Every record should be written out exactly, with the pictures left out.
================
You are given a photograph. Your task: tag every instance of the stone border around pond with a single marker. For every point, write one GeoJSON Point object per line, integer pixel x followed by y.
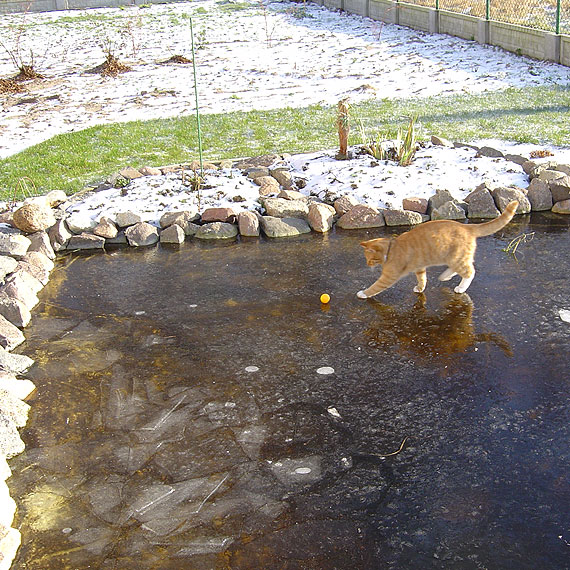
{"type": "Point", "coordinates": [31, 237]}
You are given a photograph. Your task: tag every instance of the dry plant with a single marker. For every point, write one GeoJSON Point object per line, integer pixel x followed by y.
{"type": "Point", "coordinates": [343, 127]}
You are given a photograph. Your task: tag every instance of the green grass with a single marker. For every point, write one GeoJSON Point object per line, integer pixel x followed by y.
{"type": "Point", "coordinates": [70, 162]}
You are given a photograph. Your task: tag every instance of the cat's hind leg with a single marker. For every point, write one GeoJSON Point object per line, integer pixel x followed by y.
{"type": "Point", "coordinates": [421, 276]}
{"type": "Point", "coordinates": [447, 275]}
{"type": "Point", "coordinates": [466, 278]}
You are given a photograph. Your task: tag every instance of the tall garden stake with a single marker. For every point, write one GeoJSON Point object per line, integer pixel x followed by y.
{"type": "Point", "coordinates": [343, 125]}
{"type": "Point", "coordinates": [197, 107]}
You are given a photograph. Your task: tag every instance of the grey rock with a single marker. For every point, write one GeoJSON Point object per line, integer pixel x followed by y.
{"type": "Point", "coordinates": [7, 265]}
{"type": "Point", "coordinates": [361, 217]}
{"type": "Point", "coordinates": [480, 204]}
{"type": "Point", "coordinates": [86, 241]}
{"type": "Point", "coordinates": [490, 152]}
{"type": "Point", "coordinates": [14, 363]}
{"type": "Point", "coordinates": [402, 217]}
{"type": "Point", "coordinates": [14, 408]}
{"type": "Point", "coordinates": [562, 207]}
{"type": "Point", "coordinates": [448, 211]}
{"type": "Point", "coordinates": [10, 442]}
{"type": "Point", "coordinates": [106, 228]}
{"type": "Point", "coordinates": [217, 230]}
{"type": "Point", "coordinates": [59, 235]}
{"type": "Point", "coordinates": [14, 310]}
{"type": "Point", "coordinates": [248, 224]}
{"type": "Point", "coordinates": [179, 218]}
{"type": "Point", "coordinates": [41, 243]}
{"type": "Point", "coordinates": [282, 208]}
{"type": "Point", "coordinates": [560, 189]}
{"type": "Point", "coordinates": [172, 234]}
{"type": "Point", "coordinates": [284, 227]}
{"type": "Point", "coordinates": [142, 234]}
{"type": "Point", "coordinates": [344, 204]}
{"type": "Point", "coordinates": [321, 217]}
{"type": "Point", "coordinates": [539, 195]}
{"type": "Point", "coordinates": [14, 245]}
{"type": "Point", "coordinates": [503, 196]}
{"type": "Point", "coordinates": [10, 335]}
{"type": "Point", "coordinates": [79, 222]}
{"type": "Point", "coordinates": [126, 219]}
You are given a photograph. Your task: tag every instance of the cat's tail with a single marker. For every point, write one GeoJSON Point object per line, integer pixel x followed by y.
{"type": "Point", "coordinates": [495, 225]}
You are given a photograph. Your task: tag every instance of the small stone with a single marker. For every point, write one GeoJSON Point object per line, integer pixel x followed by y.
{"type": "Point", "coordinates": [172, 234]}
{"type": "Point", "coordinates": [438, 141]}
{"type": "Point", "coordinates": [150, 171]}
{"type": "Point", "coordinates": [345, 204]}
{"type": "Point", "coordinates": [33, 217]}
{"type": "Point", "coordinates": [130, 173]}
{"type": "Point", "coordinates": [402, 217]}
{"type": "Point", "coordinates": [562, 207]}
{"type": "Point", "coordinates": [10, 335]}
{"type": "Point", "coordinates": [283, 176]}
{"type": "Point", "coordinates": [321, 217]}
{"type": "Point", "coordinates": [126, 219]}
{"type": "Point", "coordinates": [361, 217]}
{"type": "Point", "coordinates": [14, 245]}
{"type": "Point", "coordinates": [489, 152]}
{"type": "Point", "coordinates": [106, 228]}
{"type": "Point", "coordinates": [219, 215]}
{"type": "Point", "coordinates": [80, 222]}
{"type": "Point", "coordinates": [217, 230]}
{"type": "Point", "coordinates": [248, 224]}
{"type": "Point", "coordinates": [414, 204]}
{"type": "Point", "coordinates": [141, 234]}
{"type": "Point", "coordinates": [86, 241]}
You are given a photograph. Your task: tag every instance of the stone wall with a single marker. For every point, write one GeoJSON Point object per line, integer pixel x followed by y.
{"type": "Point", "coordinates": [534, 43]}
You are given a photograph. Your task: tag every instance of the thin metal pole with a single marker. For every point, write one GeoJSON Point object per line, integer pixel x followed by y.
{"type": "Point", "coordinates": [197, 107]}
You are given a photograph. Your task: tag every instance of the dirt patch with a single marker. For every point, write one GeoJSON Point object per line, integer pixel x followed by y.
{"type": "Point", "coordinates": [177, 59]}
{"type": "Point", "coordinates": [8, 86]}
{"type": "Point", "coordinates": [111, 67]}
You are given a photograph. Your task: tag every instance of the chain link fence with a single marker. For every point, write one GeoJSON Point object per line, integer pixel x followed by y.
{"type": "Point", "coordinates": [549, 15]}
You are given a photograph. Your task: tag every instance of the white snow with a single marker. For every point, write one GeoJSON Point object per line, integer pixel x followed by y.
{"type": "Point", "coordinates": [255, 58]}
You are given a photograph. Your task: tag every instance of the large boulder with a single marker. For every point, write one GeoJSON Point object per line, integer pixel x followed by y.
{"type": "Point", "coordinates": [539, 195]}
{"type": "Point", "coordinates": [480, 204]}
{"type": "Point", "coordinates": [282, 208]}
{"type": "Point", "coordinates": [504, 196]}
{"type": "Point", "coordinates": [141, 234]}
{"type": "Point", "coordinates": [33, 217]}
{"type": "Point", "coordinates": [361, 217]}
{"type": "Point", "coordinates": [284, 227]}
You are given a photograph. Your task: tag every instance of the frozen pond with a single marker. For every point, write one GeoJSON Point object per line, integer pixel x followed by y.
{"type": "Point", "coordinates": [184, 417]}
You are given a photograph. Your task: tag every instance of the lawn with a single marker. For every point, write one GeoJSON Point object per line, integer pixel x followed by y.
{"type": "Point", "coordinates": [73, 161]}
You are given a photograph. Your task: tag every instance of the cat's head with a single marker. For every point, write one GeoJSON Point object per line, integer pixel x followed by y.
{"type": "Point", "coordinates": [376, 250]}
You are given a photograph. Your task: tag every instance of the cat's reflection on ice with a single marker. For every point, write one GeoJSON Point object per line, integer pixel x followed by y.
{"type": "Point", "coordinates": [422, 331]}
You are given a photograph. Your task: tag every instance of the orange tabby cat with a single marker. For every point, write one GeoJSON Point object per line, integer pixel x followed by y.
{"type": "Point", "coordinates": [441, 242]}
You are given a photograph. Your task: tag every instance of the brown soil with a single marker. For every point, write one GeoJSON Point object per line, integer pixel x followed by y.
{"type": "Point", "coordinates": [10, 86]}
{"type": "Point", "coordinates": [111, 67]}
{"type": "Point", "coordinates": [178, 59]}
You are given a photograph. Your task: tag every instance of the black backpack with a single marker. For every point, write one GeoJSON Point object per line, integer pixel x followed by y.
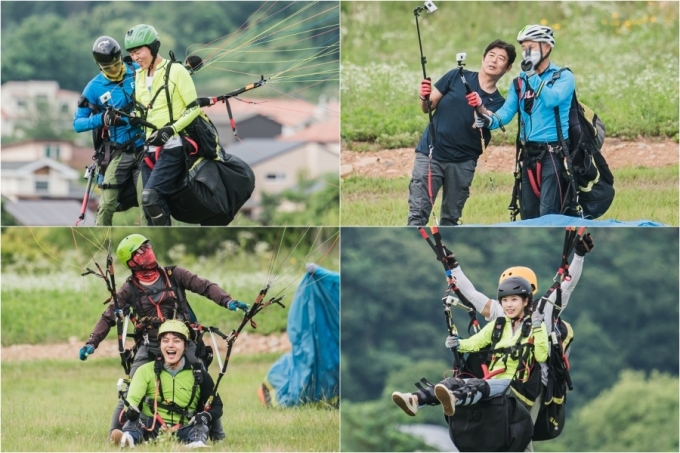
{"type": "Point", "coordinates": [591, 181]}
================
» **EXPECTED OUTPUT**
You are given a photograph. Your task: tag every instance of the stone border around pond with a single marker. For every point, write one GeoJSON Point object per line, integer pixel x followed by y.
{"type": "Point", "coordinates": [31, 237]}
You are given a photograph. Your task: tag every instance of the dry plant with a single marker. For every point, write one GeoJSON Point object per line, integer pixel x followed by y.
{"type": "Point", "coordinates": [343, 127]}
You are given a photograph. Your task: tag every instance of the green grass with a single marker. For every point, write one GeoJSON Point object per line, integer pixel x followed by y.
{"type": "Point", "coordinates": [70, 162]}
You are given a photograph. Your task: tag every instance of the cat's hind leg with a single marker. For every point, write one GeoJSON Point object per line, integer pixel x followed by y.
{"type": "Point", "coordinates": [421, 276]}
{"type": "Point", "coordinates": [447, 275]}
{"type": "Point", "coordinates": [466, 278]}
You are given a photograph. Your task: tag every instance of the tall garden stake with a single marker. For every point, write one GeoJSON Point object per line, integer pixel x followed by y.
{"type": "Point", "coordinates": [343, 125]}
{"type": "Point", "coordinates": [197, 107]}
You are given a photograph. Your task: tag every instance of the grey rock with a single marker. For every point, write one GeoJSON Point object per line, integer pixel x followed by y.
{"type": "Point", "coordinates": [7, 265]}
{"type": "Point", "coordinates": [361, 217]}
{"type": "Point", "coordinates": [480, 204]}
{"type": "Point", "coordinates": [86, 241]}
{"type": "Point", "coordinates": [490, 152]}
{"type": "Point", "coordinates": [14, 363]}
{"type": "Point", "coordinates": [402, 217]}
{"type": "Point", "coordinates": [14, 408]}
{"type": "Point", "coordinates": [562, 207]}
{"type": "Point", "coordinates": [448, 211]}
{"type": "Point", "coordinates": [10, 442]}
{"type": "Point", "coordinates": [106, 228]}
{"type": "Point", "coordinates": [217, 230]}
{"type": "Point", "coordinates": [59, 235]}
{"type": "Point", "coordinates": [14, 310]}
{"type": "Point", "coordinates": [248, 224]}
{"type": "Point", "coordinates": [179, 218]}
{"type": "Point", "coordinates": [41, 243]}
{"type": "Point", "coordinates": [282, 208]}
{"type": "Point", "coordinates": [560, 189]}
{"type": "Point", "coordinates": [172, 234]}
{"type": "Point", "coordinates": [284, 227]}
{"type": "Point", "coordinates": [142, 234]}
{"type": "Point", "coordinates": [344, 204]}
{"type": "Point", "coordinates": [321, 217]}
{"type": "Point", "coordinates": [539, 195]}
{"type": "Point", "coordinates": [14, 245]}
{"type": "Point", "coordinates": [503, 196]}
{"type": "Point", "coordinates": [10, 335]}
{"type": "Point", "coordinates": [79, 222]}
{"type": "Point", "coordinates": [126, 219]}
You are given a photograph. Your task: tag every instance of the cat's tail with a single marker. For every point, write one GeoJSON Point object per line, integer pixel x followed by y.
{"type": "Point", "coordinates": [495, 225]}
You are given a photograph. Your task: tag every instance of the small stone with a single marker. For every point, write one GeoJSON Point object per line, integer pixel x followed by y.
{"type": "Point", "coordinates": [172, 234]}
{"type": "Point", "coordinates": [438, 141]}
{"type": "Point", "coordinates": [150, 171]}
{"type": "Point", "coordinates": [345, 204]}
{"type": "Point", "coordinates": [33, 217]}
{"type": "Point", "coordinates": [130, 173]}
{"type": "Point", "coordinates": [402, 217]}
{"type": "Point", "coordinates": [562, 207]}
{"type": "Point", "coordinates": [10, 335]}
{"type": "Point", "coordinates": [283, 176]}
{"type": "Point", "coordinates": [321, 217]}
{"type": "Point", "coordinates": [126, 219]}
{"type": "Point", "coordinates": [361, 217]}
{"type": "Point", "coordinates": [14, 245]}
{"type": "Point", "coordinates": [489, 152]}
{"type": "Point", "coordinates": [106, 228]}
{"type": "Point", "coordinates": [219, 215]}
{"type": "Point", "coordinates": [80, 222]}
{"type": "Point", "coordinates": [217, 230]}
{"type": "Point", "coordinates": [248, 224]}
{"type": "Point", "coordinates": [414, 204]}
{"type": "Point", "coordinates": [141, 234]}
{"type": "Point", "coordinates": [86, 241]}
You are given a photograph. Your task: tag every instance of the stone wall with a single marker. For every point, write one GeoJSON Point object per line, integer pixel x followed by y.
{"type": "Point", "coordinates": [534, 43]}
You are given a photograph. Your task: tag every instance of the thin metal pole with a single marker. For every point, write one GeoJSON Point object per line, integer pixel x followed by y.
{"type": "Point", "coordinates": [197, 107]}
You are given a photograph. Your task: tag every instance of the dirt patch with a single marker. For every point, write one GeoJSON Point object per line, integer pixel x followed by y.
{"type": "Point", "coordinates": [177, 59]}
{"type": "Point", "coordinates": [8, 86]}
{"type": "Point", "coordinates": [111, 67]}
You are given a photograph. Your task: tag every instance of the chain link fence with a single marker. For every point, write one GeoJSON Point object per line, integer pixel x followed by y.
{"type": "Point", "coordinates": [549, 15]}
You are given a photograph. Your task: tag every instance of the white snow with a single marker. For every point, write one GeoJSON Point object per line, integer pixel x followed by y.
{"type": "Point", "coordinates": [255, 58]}
You are given a photograph. Your task: tag every instance of the large boulder with a single marker. For every point, write one GeoJSON Point object per line, integer pixel x followed by y.
{"type": "Point", "coordinates": [539, 195]}
{"type": "Point", "coordinates": [480, 204]}
{"type": "Point", "coordinates": [282, 208]}
{"type": "Point", "coordinates": [504, 196]}
{"type": "Point", "coordinates": [141, 234]}
{"type": "Point", "coordinates": [33, 217]}
{"type": "Point", "coordinates": [361, 217]}
{"type": "Point", "coordinates": [284, 227]}
You are given a photograph. Your task: tag every instance of the frozen pond with a single marker. For every point, write one GeoJSON Point object per line, integer pixel x followed by y.
{"type": "Point", "coordinates": [184, 417]}
You are given a photograph. Your task: tag every instance of the lawn with a single marker. For every point, write one GeoJSON Point object per line, integer pixel x followed by y.
{"type": "Point", "coordinates": [73, 161]}
You are given a photograph. Your task: tag every instance of the cat's head with a single marker. For every point, write one GeoJSON Point object per line, integer pixel x followed by y.
{"type": "Point", "coordinates": [376, 250]}
You are given a photograph. Your task: tag every instance of the cat's reflection on ice with a single marker. For every point, write one GeoJSON Point object per line, integer pixel x followed by y.
{"type": "Point", "coordinates": [422, 331]}
You are given a photograph. Your task: tag every instance of the orange tabby cat with a single marker. For every point, write one GeoJSON Point object per line, integer pixel x followed by y.
{"type": "Point", "coordinates": [441, 242]}
You are given a photograph. Your task: tag every instance of the brown soil with a single marker. For every point, write one GeoJSON Point object per line, integer pixel x followed by y.
{"type": "Point", "coordinates": [10, 86]}
{"type": "Point", "coordinates": [111, 67]}
{"type": "Point", "coordinates": [178, 59]}
You are given a photograph. Your task: tag every instance of the black backpack with a single marker. For every point, write one GeoJSON Point object per line, integer pixel x followed by y.
{"type": "Point", "coordinates": [591, 181]}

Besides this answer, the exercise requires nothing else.